• Written task
Reproduce only the entries between the line containing "Locate the rocky" and the line containing "[0,1,60,40]", inclusive, keeping each request unchanged and multiplying every bounding-box coordinate in the answers by 0.8, rounded to whole numbers with halves rounded up.

***** Record list

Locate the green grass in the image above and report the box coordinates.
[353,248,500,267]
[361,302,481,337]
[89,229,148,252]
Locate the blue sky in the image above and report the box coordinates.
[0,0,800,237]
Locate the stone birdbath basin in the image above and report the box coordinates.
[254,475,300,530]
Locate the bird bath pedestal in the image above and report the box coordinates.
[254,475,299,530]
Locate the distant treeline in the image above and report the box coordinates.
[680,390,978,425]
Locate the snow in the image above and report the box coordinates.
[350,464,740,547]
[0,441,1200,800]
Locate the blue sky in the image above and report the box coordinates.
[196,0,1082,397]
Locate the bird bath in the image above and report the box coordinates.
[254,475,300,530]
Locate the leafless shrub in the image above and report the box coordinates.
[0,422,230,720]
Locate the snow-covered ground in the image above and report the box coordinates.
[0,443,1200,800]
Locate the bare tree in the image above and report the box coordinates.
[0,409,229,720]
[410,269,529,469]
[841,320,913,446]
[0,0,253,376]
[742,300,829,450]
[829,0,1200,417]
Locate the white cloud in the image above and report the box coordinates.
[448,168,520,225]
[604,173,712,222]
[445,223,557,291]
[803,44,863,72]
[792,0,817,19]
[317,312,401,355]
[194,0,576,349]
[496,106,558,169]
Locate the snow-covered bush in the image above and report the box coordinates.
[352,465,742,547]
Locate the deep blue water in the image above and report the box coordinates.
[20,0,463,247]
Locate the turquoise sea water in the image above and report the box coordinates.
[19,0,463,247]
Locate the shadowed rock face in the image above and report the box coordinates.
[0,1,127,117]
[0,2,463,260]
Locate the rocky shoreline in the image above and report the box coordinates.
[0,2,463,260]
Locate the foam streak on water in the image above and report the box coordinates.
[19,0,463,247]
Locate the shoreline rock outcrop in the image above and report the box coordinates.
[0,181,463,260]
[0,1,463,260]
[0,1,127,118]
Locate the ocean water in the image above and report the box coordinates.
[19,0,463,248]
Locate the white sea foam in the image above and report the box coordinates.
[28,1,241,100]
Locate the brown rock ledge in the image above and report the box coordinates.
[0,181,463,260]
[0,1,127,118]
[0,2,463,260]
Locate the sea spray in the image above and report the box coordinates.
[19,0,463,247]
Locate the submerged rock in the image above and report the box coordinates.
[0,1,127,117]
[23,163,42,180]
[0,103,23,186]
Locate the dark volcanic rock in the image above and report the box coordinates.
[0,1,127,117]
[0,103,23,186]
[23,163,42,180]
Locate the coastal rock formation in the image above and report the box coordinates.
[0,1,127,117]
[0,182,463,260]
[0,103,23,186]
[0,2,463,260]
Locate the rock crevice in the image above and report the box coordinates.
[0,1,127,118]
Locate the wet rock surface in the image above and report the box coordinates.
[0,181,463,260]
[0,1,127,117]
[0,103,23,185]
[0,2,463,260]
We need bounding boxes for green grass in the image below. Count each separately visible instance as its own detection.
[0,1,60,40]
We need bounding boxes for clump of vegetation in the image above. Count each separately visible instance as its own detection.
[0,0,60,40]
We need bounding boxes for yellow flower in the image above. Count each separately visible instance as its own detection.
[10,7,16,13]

**********

• Result
Locate the rocky shoreline in the image above and report the box coordinates.
[0,2,370,208]
Locate the foam streak on water in the image above and report the box coordinates.
[15,0,370,198]
Locate the shoreline rock outcrop in the image above and report the box coordinates.
[0,145,370,208]
[0,1,370,208]
[0,1,102,94]
Locate the ocean water in the image above and report the box coordinates.
[15,0,370,198]
Locate the white sea foam in the image above and report the box coordinates.
[22,1,193,80]
Locate the brown rock ledge in the image above and report the box coordinates.
[0,145,370,208]
[0,1,102,94]
[0,2,370,208]
Locate the sea spray in the image above and report the box coordinates.
[15,0,370,198]
Locate the submerged rock in the image above and report the box coordinates.
[0,1,102,94]
[18,130,34,144]
[0,82,18,149]
Locate the dark volcanic rock in the image above and report the box coordinates.
[0,1,102,94]
[0,82,18,149]
[18,130,34,144]
Locate the coastal rock formation in the image above and report the box coordinates.
[0,1,102,94]
[0,146,370,208]
[0,82,18,149]
[0,2,370,208]
Locate the rock crevice in the image above and report the box coordinates.
[0,1,102,94]
Locate the wet rock surface in the image above and report the box coordinates.
[0,145,370,208]
[0,1,102,94]
[0,82,18,148]
[0,2,370,208]
We need bounding boxes for green grass in the image below. Count each separately visible instance as its own detection.
[0,1,48,32]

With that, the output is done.